Entries drawn from a collection -
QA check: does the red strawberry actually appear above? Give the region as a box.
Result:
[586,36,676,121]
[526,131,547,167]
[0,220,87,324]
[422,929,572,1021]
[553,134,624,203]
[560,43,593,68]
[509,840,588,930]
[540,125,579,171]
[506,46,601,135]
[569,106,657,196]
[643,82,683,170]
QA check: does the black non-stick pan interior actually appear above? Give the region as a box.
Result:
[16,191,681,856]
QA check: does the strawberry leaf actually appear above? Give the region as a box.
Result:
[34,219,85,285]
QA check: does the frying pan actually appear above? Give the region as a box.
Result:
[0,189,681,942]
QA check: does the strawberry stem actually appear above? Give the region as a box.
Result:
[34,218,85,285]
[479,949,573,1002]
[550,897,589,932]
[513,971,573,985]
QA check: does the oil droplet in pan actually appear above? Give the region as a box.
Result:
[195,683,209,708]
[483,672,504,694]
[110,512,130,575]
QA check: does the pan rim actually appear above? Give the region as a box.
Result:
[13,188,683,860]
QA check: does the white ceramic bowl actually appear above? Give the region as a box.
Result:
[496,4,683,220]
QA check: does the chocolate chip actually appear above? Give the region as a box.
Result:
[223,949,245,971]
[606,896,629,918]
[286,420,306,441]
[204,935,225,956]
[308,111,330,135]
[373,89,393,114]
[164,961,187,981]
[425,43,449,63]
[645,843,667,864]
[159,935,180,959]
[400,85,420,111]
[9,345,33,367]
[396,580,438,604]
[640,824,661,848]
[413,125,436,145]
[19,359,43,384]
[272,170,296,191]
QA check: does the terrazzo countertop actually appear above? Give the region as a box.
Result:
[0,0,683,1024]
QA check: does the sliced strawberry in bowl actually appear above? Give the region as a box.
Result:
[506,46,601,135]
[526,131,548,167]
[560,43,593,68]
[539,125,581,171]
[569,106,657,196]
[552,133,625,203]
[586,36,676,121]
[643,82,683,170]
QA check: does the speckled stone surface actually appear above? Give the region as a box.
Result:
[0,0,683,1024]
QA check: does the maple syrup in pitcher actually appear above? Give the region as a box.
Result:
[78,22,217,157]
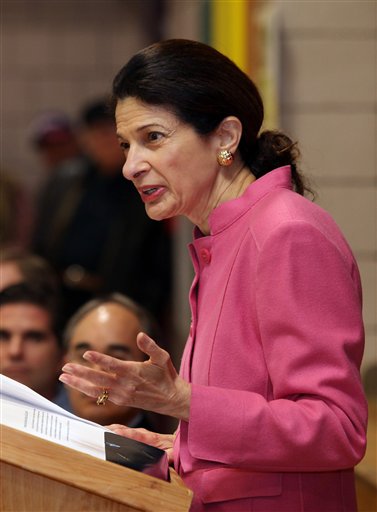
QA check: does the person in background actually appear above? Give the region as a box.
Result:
[0,247,59,294]
[0,282,70,410]
[32,99,172,323]
[63,293,161,429]
[60,40,367,512]
[30,111,82,171]
[0,169,33,250]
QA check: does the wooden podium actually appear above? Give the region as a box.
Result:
[0,425,192,512]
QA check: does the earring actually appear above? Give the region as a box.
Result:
[217,149,233,167]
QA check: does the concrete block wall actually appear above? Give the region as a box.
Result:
[0,0,150,192]
[275,0,377,376]
[0,0,377,376]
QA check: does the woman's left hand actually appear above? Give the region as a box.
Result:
[59,333,191,421]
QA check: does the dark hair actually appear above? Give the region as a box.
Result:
[63,292,161,349]
[112,39,309,194]
[0,282,62,346]
[80,98,114,128]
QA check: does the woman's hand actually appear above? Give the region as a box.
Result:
[59,333,191,421]
[107,424,175,464]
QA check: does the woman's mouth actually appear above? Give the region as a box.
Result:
[139,186,166,203]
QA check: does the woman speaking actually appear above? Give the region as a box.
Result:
[61,40,367,512]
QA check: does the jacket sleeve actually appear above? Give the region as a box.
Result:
[187,221,367,471]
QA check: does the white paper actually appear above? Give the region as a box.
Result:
[0,375,108,460]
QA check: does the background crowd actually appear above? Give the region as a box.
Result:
[0,97,172,428]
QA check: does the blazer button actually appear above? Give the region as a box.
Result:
[200,249,211,264]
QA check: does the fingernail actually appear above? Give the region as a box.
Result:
[82,352,93,361]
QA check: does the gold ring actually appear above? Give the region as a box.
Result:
[97,389,109,405]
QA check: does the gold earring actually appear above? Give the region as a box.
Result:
[217,149,233,167]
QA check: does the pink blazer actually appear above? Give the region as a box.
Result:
[174,167,367,512]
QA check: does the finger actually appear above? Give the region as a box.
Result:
[82,350,129,374]
[59,373,104,398]
[136,332,170,367]
[60,363,115,396]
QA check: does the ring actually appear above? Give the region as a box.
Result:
[97,389,109,405]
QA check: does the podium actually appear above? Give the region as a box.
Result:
[0,425,192,512]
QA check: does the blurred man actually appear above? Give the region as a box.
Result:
[0,283,69,410]
[32,100,172,326]
[30,112,81,172]
[0,247,58,293]
[64,293,157,430]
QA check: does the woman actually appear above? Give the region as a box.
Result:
[62,40,366,512]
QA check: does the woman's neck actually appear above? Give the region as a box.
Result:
[198,164,256,235]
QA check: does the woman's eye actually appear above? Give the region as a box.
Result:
[120,142,130,151]
[148,132,163,142]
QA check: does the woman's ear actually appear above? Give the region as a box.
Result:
[216,116,242,154]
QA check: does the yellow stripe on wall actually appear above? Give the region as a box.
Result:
[210,0,250,73]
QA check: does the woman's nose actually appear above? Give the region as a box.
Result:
[122,148,150,181]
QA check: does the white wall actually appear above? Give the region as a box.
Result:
[276,0,377,376]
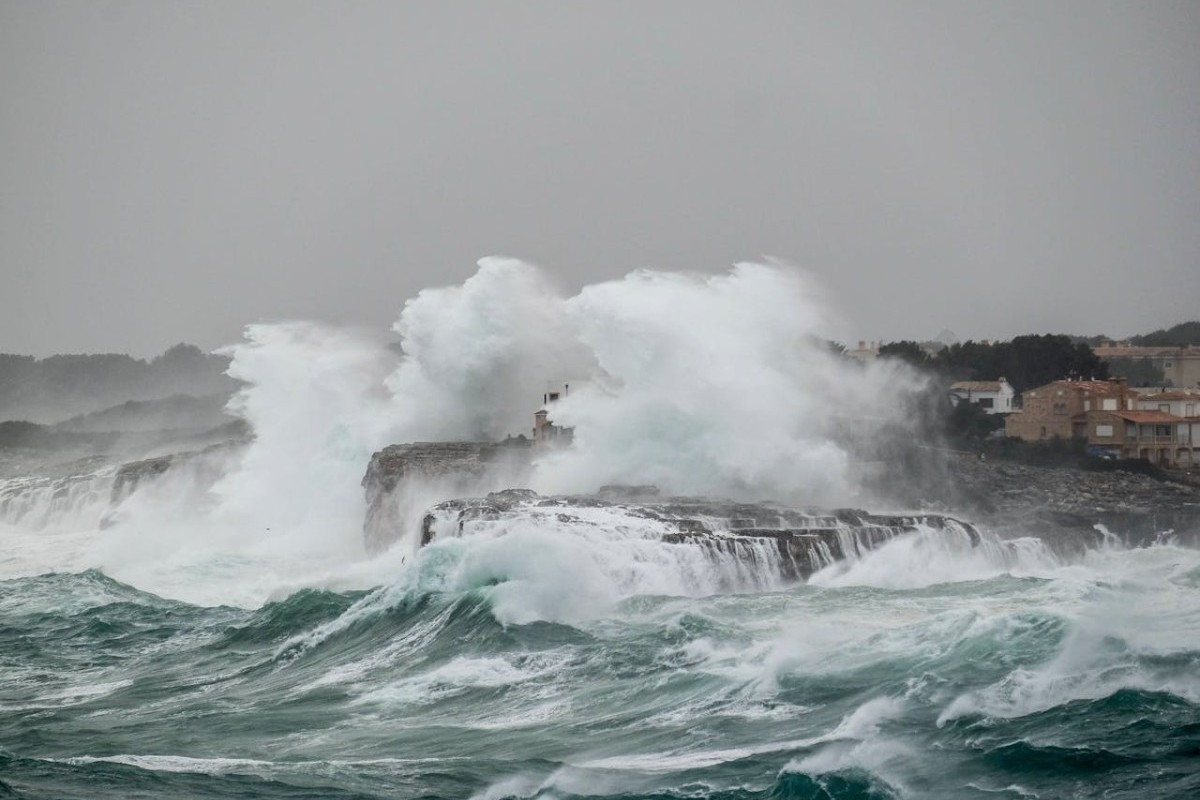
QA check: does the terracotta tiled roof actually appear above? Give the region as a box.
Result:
[950,380,1000,392]
[1028,380,1123,395]
[1138,390,1200,403]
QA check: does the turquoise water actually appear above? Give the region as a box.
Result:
[0,527,1200,800]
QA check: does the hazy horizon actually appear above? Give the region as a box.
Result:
[0,1,1200,357]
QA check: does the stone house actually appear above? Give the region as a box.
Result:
[950,378,1015,414]
[1004,380,1136,441]
[1004,380,1200,469]
[533,381,575,446]
[1138,389,1200,417]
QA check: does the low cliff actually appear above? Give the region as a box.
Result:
[947,456,1200,543]
[362,440,530,552]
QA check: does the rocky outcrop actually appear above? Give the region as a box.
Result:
[362,439,530,552]
[109,456,175,506]
[952,456,1200,545]
[421,487,979,579]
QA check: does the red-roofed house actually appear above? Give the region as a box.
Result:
[1004,380,1200,468]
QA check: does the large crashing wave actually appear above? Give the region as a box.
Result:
[2,258,919,602]
[228,258,919,503]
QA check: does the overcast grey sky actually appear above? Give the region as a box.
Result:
[0,0,1200,355]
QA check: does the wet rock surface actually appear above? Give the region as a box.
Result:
[362,439,530,552]
[421,487,979,579]
[950,456,1200,542]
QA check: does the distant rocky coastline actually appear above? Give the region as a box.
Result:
[935,455,1200,542]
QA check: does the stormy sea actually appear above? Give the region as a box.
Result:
[0,259,1200,800]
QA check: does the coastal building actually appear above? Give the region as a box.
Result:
[533,381,575,447]
[1092,342,1200,389]
[1136,389,1200,417]
[1004,380,1200,469]
[1078,410,1200,469]
[950,378,1015,414]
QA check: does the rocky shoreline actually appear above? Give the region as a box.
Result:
[941,455,1200,542]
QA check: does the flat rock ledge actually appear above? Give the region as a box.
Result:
[421,487,980,579]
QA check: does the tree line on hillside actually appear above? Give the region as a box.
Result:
[0,344,236,423]
[880,333,1109,392]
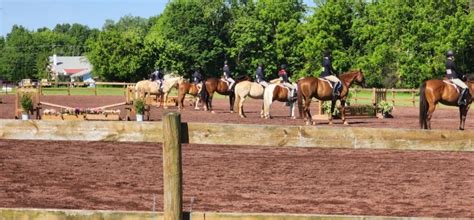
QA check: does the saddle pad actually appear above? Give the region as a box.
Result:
[443,80,461,93]
[318,78,334,89]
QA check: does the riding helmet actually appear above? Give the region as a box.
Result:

INSTRUCTIONS FOR THE TASK -
Rewrite all of the records with "QA check" swapped for "Verification", keeping everything else unchanged. Omit the pictures from your answer.

TASK RESPONSE -
Verification: does the red strawberry actually appear above? Give the region as a box.
Result:
[586,36,676,121]
[526,131,547,167]
[0,220,87,324]
[422,929,572,1021]
[553,134,624,203]
[560,43,593,68]
[509,840,588,930]
[540,125,579,171]
[506,46,601,135]
[569,106,657,196]
[643,82,683,170]
Verification: does the black non-stick pan interior actually appear above? Give the region as a box.
Result:
[16,191,681,856]
Verification: does the strawberry leaf actually appear above? Give the region as a box.
Result:
[34,219,85,285]
Verification: does the frying pan actually appear above? Give the region as a box.
Result:
[0,189,681,942]
Verification: does the strawberry stem actually appear above? Give the region as a box.
Result:
[34,218,85,285]
[479,949,573,1002]
[550,897,589,932]
[513,971,573,985]
Verification: does the oil droplet in pan actually appear above? Give the region as a box.
Result:
[195,683,209,708]
[483,672,504,694]
[110,512,130,575]
Verification: does the pan rim actually appear above? Give the region as a box.
Result:
[13,188,683,860]
Verification: does the white ceramic bowl actually appear above? Give the region as a box.
Result:
[496,4,683,220]
Verification: does the chocolate chip actually appear above? Give the region as a box.
Result:
[223,949,245,971]
[606,896,629,918]
[286,420,306,441]
[204,935,225,956]
[308,111,330,135]
[373,89,393,114]
[164,961,187,981]
[425,43,449,63]
[645,843,667,864]
[159,935,180,959]
[400,85,420,111]
[9,345,33,367]
[396,580,438,604]
[640,824,661,848]
[413,125,436,145]
[19,359,43,384]
[272,170,296,191]
Verification: does the terrazzo countertop actually appear above? Give the region as a box.
Result:
[0,0,683,1024]
Verification: does the sliced strawberry in bowl actually appear above? Give the region as a box.
Result:
[506,46,601,135]
[526,131,548,167]
[560,43,593,68]
[539,125,581,171]
[569,106,657,196]
[552,133,625,203]
[586,36,676,121]
[643,82,683,170]
Verification: does the speckled stone surface actually appear above? Give the region as a box.
Result:
[0,0,683,1024]
Verification: does the maple syrup in pitcher actually appear above? Give the region as a box.
Result:
[78,22,217,157]
Verification: does the person in background actually appear above? Give the region as a box.
Result:
[0,247,59,294]
[0,282,70,410]
[32,99,172,323]
[63,293,161,429]
[60,40,367,512]
[30,111,82,171]
[0,169,33,250]
Verification: does the wooden podium actually appear above? Give the region as a box.
Result:
[0,425,192,512]
Verification: does the earring actually appear above? Give the region as a box.
Result:
[217,149,233,167]
Verification: does the concrete block wall actually appear above? Give the region as a box.
Result:
[0,0,150,192]
[275,0,377,376]
[0,0,377,376]
Verification: does the woman's left hand actually appear above? Give the region as a box.
Result:
[59,333,191,421]
Verification: does the dark hair actually appear above? Give the region as a box.
Result:
[63,292,161,349]
[112,39,309,194]
[0,282,62,346]
[80,98,114,128]
Verification: does the woman's hand actually appear above? Give the region as a box.
Result:
[59,333,191,421]
[107,424,175,464]
Verification: does the woman's mouth actually appear above? Give the region as a box.
Result:
[139,186,166,203]
Verification: does the woman speaking actually appear above? Give the region as a box.
Result:
[61,40,367,512]
Verification: does the jacket sleeve actually appear above? Give the region as a box.
Result:
[187,221,367,471]
Verification: does the white paper actually appear above? Give the region as a box.
Result:
[0,375,108,460]
Verification: does the background crowd actually appear above? Give the region as a box.
Result:
[0,97,172,428]
Verification: does the blazer button actually appear above? Give the region as a box.
Result:
[200,249,211,264]
Verification: does the fingernail actually appear above? Give the region as a box.
Result:
[82,352,93,361]
Verification: does the gold ring actually appear above? Give the region as a box.
Result:
[97,389,109,405]
Verification: does the gold earring actually appear above? Give the region as a box.
Result:
[217,149,233,167]
Verification: does the pink blazer actually appear above? Give the region as a box.
Result:
[174,167,367,512]
Verification: does the finger actually appear above? Give the region as a box.
Result:
[82,350,129,374]
[59,373,104,398]
[136,332,170,367]
[60,363,115,396]
Verification: does the ring actually appear above? Give the region as a box.
Result:
[97,389,109,405]
Verification: does the podium actually appear above? Give the region as a box.
Result:
[0,425,192,512]
Verification: does the blurred man actually appear above? Give the region as a box.
Result:
[0,283,69,410]
[32,100,172,326]
[30,112,81,172]
[0,247,58,293]
[64,293,157,430]
Verification: does the woman actually appear above? Give the region as a box.
Result:
[62,40,366,512]
Verification: does the woman's neck actually appear above? Give the region as a box.
Result:
[198,164,256,235]
Verification: does the woman's eye actually appear above? Give the region as a box.
Result:
[120,142,130,151]
[148,132,163,142]
Verification: does the woman's ear actually appear above? Give the region as a box.
Result:
[216,116,242,154]
Verification: does the yellow stripe on wall actually appear above? Give the region as a box.
Result:
[210,0,250,73]
Verification: does the woman's nose actually appear above? Give the region as a box.
Result:
[122,148,150,181]
Verification: does the white wall actually appear above? Give the region as a box.
Result:
[276,0,377,376]
Verification: does the terracotta tiled roof actually appear above? Give the region as a box.
Result:
[950,380,1000,392]
[1028,380,1123,395]
[1138,390,1200,403]
Verification: does the turquoise water actually appear above? Give the region as a box.
Result:
[0,527,1200,800]
Verification: does the hazy horizon actually appear above? Give the region as a box.
Result:
[0,1,1200,357]
Verification: does the stone house actually appear above? Give the region as a box.
Result:
[950,378,1015,414]
[1004,380,1136,441]
[1004,380,1200,469]
[533,381,575,446]
[1138,389,1200,417]
Verification: does the low cliff actually appear above? Give the region as a box.
Result:
[947,456,1200,543]
[362,440,530,552]
Verification: does the rocky outcrop actually appear above? Give the region as a box.
Result:
[362,439,530,552]
[109,456,175,506]
[952,456,1200,545]
[421,487,979,579]
Verification: does the red-roofed house actually appear above? Give the region as a box.
Result:
[1004,380,1200,468]
Verification: does the large crashing wave actually appear above? Give the region as a box.
Result:
[2,258,919,602]
[228,258,919,503]
Verification: does the overcast grey sky actually appear above? Give the region as a box.
Result:
[0,0,1200,355]
Verification: does the wet rock surface actually appear above? Give the region as a box.
Result:
[362,439,530,552]
[421,487,979,579]
[950,456,1200,542]
Verification: does the distant rocky coastline actually appear above? Give the region as a box.
Result:
[935,455,1200,542]
Verification: does the stormy sea actually appear above? Give the region as a box.
Result:
[0,259,1200,800]
Verification: does the coastal building actually appear above? Give the region as a box.
Result:
[533,381,575,447]
[1092,342,1200,389]
[1136,389,1200,417]
[1004,380,1200,469]
[1078,410,1200,469]
[950,378,1015,414]
Verification: does the rocky shoreline actually appear above? Give the region as a box.
Result:
[941,455,1200,542]
Verification: does the flat rock ledge actually appear above? Give the region as a box.
Result:
[421,487,980,579]
Verification: does the tree line on hillside actually appear above? Give the region as a box.
Result:
[0,344,236,423]
[880,333,1109,392]
Verification: does the saddle pad actually appear above? Give the region as a box.
Result:
[443,80,461,93]
[318,78,334,89]
Verification: does the riding helmet actually appear above? Give the region as a box.
Result:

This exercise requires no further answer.